**TASK TO CARRY OUT**
Repeat the listing that follows without a single change.

**TASK MATERIAL**
══════════

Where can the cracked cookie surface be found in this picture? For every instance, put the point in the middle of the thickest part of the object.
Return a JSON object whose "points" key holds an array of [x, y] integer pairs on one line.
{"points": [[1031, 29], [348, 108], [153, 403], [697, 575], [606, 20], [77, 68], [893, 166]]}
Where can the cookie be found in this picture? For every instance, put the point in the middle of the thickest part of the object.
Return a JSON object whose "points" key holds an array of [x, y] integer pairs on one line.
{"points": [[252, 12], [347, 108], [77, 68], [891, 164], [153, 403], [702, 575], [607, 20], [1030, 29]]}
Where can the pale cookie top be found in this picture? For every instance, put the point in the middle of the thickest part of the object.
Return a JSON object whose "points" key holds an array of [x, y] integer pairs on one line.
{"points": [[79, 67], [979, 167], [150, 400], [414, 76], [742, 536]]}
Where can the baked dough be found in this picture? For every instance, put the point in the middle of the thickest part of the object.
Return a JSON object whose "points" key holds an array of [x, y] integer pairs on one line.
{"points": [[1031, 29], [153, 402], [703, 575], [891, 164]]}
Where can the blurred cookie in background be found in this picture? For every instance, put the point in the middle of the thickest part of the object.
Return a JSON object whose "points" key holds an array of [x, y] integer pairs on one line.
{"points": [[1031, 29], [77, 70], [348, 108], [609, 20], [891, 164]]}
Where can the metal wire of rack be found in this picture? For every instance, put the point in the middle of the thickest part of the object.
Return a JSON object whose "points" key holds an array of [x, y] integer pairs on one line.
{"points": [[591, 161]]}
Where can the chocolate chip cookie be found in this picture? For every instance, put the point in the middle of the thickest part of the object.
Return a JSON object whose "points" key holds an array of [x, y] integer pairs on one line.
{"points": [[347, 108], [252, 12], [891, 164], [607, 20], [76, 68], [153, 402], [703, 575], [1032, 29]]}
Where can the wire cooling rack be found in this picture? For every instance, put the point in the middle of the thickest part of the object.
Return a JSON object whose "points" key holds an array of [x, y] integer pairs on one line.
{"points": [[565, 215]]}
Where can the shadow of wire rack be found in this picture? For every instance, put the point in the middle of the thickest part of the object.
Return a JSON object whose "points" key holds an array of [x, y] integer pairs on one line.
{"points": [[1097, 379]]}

══════════

**ANSWER TO THIS PROBLEM**
Where can the cracked cookie surface be found in this picture? For every instance, put the point in the middle of the thickest part of the object.
Return a JSON object whose "points" key holds an array of [x, y] integer pairs on one line.
{"points": [[1031, 29], [348, 108], [153, 403], [697, 575], [606, 20], [77, 68], [893, 166]]}
Where can the cookie be found in this picture? For every instance, put the point in the middle of the thickest part of the object.
Return a JSON object whose "points" key holds an array of [x, y] integer pairs on one line.
{"points": [[252, 12], [347, 108], [77, 68], [891, 164], [153, 403], [702, 575], [607, 20], [1030, 29]]}
Where can the pale cookie top be found in this picture? For every instance, put the point in the middle of the thickest part of the object.
Return a JSON object whose "points" key holds an array of [x, y] integer pairs on one line.
{"points": [[79, 67], [979, 167], [150, 400], [414, 76], [742, 536]]}
Where can the baked dough be found in this picture? For every instance, put the point in the middle of the thickest part of the object.
Return a JSON object whose "points" key holds an array of [x, y] integer pairs on one line.
{"points": [[1031, 29], [153, 402], [703, 575], [891, 164]]}
Where can the blurred cookie in background be found in this picture? For every instance, put the point in the middle of the thickest part of the object.
Return a JSON object whose "points" key holds an array of [x, y] integer pairs on one line.
{"points": [[1031, 29], [77, 70], [348, 108], [609, 20], [891, 164]]}
Where can the metal wire of rack be found in this picture? For every instance, put the point in the middle of the thickest part of the object.
Return a JSON object whose "points" key holds an array of [x, y] integer pairs on one line.
{"points": [[591, 161]]}
Where can the chocolate chip cookie be found in this picture? For every instance, put the point in the middle of the thickest part of the object.
Return a JSON object whose "points" key holds an array of [x, y] integer pairs on one line.
{"points": [[347, 108], [252, 12], [891, 164], [607, 20], [76, 68], [153, 402], [703, 575], [1032, 29]]}
Where can the wire cooling rack be found in this picture? For every instance, put the point in the middle of the thickest part of the object.
Return a JSON object whose "points" key holds an array of [x, y] integer pairs on one line.
{"points": [[565, 215]]}
Where can the shadow of wire rack be found in this picture? For every instance, put the point in the middle of the thickest part of the object.
Return a JSON object whose "points" key holds an array of [x, y] integer pairs on one line.
{"points": [[1097, 379]]}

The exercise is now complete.